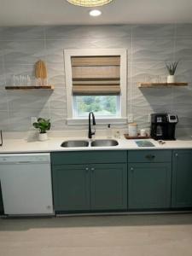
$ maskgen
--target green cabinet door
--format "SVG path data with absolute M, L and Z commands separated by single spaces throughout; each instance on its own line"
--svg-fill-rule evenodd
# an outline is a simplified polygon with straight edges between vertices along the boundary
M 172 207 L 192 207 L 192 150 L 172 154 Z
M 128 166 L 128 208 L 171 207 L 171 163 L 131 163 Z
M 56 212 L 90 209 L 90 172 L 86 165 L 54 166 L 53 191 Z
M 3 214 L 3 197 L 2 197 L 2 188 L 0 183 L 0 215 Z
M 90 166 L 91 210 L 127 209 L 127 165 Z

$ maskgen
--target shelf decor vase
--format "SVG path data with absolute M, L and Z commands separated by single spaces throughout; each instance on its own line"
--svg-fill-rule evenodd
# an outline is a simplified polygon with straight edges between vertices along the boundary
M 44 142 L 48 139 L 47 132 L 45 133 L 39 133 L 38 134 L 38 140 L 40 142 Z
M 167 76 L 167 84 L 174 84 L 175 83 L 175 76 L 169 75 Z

...

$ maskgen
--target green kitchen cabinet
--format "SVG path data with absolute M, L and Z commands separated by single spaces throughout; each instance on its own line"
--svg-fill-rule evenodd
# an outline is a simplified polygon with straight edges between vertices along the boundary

OBJETIVO:
Extraiga del listado anterior cada línea en la que figure la palabra "green" y transcríbala tal como aparece.

RESPUESTA:
--target green cabinet door
--target green kitchen cabinet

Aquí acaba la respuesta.